PROBLEM DESCRIPTION: Please restate, word for word, each line from the one containing "One point marks each instance of the white face" through the end of the entries below.

Point-per-instance localization data:
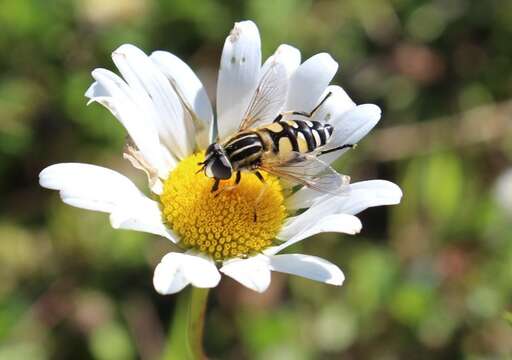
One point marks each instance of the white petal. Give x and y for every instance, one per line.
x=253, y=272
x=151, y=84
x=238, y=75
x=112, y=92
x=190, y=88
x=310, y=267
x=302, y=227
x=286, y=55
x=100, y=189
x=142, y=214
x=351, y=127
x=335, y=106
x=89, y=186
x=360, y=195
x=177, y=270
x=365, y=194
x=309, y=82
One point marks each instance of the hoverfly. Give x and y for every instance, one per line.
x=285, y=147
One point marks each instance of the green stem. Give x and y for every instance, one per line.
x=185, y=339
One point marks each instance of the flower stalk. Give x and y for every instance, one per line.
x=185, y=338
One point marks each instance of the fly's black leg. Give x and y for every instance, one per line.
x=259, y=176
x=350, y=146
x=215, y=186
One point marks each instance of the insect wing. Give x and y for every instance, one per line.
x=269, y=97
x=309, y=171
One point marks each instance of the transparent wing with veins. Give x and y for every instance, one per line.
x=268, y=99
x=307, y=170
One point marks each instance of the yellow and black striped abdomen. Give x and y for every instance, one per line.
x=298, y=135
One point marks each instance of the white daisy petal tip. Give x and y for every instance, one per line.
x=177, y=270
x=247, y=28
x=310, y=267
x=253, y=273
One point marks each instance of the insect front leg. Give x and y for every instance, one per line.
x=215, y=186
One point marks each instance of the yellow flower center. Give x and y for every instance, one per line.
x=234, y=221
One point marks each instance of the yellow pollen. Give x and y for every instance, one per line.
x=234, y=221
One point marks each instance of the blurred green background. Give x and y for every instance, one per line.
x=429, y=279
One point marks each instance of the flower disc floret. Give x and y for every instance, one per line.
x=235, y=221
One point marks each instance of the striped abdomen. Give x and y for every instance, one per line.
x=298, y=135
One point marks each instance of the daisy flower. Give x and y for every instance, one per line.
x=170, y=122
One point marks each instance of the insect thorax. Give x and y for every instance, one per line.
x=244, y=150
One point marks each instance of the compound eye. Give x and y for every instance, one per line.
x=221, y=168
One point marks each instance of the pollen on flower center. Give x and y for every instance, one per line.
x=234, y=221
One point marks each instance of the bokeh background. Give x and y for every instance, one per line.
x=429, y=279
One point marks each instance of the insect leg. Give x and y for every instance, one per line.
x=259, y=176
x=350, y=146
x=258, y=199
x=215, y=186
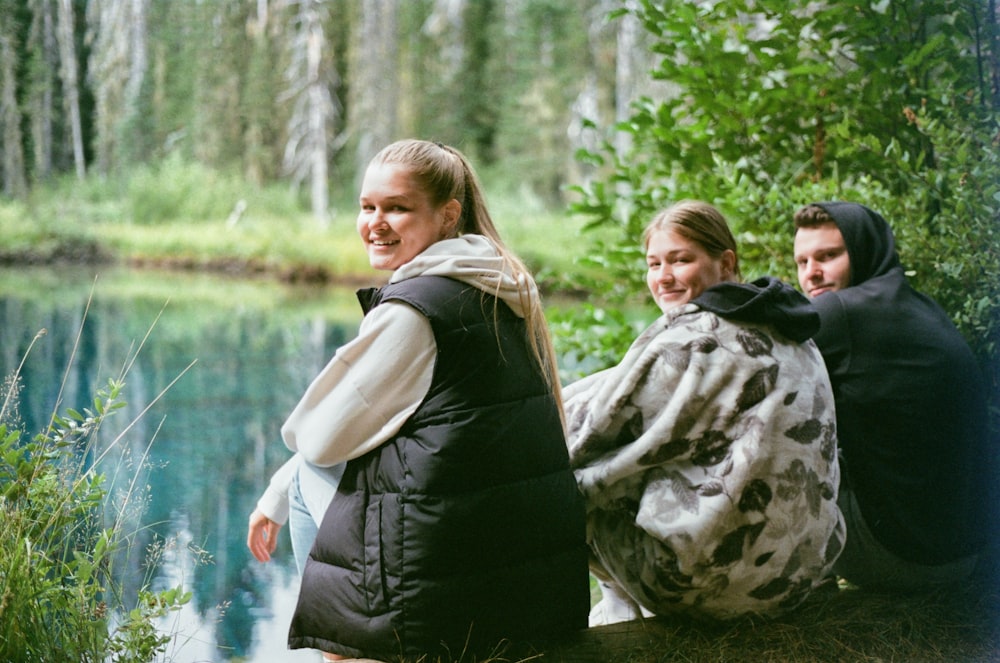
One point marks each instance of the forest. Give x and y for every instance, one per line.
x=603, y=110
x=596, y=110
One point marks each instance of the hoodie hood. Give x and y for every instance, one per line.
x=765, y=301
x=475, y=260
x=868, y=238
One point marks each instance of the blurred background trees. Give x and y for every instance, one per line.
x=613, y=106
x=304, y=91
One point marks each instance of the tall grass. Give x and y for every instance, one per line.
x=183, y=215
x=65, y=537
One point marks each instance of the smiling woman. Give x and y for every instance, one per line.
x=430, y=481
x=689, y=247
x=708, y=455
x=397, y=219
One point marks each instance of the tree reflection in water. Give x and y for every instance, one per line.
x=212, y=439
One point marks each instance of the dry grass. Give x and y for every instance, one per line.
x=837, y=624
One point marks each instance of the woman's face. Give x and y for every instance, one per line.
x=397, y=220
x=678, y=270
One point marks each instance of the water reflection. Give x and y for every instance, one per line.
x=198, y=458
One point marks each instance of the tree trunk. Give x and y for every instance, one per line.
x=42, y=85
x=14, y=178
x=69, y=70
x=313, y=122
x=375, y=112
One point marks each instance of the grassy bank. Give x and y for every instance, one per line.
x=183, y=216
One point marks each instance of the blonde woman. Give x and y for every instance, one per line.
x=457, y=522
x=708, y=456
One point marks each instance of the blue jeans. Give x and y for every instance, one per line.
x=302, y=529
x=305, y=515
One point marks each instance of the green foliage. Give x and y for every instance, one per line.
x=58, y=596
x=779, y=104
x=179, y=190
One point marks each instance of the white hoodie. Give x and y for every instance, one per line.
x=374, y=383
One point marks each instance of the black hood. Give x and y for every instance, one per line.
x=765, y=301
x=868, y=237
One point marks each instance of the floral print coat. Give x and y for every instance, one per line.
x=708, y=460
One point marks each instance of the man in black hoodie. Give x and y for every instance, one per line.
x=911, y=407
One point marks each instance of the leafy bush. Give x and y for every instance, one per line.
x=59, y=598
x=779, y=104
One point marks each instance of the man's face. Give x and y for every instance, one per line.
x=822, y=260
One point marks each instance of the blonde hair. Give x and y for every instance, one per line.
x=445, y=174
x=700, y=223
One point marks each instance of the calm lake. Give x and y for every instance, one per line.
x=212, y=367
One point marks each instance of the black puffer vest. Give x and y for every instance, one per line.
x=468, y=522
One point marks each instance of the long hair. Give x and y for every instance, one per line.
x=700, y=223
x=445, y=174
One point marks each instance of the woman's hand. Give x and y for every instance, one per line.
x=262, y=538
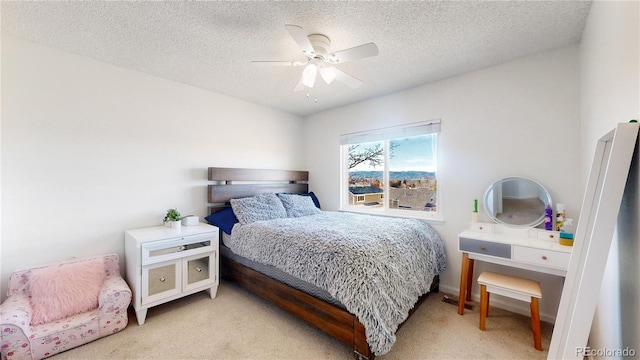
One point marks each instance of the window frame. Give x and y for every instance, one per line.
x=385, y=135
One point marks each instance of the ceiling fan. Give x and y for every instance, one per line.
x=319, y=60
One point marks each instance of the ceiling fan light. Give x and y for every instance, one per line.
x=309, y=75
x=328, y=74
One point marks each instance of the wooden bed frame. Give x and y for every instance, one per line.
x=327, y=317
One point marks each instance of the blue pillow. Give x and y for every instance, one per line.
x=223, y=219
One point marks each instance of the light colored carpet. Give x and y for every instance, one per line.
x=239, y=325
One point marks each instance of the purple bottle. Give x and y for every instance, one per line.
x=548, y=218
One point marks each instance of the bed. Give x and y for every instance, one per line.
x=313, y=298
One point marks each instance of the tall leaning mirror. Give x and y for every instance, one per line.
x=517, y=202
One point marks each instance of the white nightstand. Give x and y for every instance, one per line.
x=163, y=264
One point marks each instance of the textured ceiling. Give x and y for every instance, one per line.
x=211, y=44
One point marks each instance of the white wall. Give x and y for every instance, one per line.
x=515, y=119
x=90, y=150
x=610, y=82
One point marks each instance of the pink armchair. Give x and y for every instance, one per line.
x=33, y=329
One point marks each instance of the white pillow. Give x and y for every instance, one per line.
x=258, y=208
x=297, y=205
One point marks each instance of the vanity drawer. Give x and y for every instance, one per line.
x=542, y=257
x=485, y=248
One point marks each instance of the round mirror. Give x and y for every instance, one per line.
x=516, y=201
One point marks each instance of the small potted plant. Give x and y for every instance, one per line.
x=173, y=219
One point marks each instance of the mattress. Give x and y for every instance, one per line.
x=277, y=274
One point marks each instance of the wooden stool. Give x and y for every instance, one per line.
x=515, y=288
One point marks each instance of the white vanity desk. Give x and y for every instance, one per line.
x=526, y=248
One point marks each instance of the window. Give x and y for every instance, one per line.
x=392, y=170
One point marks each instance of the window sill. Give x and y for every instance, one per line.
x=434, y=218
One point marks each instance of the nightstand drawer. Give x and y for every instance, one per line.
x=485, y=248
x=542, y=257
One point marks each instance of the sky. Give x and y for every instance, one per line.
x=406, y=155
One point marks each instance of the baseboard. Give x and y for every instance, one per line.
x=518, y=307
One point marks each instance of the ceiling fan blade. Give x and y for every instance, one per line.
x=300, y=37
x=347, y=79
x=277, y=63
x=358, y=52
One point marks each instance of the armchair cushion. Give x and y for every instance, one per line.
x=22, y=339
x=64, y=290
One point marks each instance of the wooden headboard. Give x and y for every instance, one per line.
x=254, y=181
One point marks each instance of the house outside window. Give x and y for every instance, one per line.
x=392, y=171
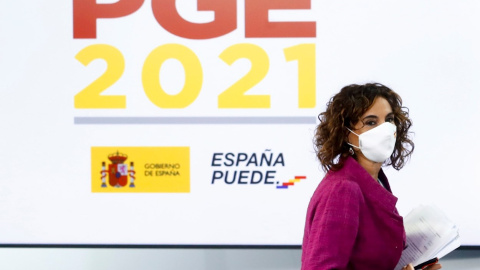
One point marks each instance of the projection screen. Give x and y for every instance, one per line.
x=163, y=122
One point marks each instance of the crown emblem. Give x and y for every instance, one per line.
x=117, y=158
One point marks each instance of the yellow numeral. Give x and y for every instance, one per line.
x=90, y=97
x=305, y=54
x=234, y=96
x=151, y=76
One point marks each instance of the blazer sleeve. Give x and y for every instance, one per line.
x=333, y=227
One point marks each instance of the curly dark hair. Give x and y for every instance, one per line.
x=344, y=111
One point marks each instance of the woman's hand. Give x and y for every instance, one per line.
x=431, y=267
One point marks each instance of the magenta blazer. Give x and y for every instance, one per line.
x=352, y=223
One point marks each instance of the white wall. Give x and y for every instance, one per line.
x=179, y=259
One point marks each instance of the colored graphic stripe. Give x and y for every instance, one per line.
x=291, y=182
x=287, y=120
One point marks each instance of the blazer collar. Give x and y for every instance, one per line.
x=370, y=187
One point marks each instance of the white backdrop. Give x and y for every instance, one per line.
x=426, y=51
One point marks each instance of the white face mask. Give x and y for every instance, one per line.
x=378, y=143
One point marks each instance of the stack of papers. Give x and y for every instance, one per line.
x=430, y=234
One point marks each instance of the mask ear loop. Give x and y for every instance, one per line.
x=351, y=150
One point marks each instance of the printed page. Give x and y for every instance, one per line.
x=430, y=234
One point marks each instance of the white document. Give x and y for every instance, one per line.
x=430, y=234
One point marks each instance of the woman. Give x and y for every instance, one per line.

EXERCISE RESULT:
One point marks each instance of the white face mask. Give x and y for every instance, one per line.
x=378, y=143
One point marks each instance of the stack of papers. Give x and y for every instance, one per line.
x=430, y=234
One point marks each instance of the mask ear loop. Give x and y for every instance, one per line.
x=351, y=150
One point marks each instance of the printed page. Give x and y for every instance, one per line.
x=430, y=234
One point marks each instance of the white document. Give x and y for every instance, one per line.
x=430, y=234
One point marks each instance of the woman. Give x and y for every instance, one per line.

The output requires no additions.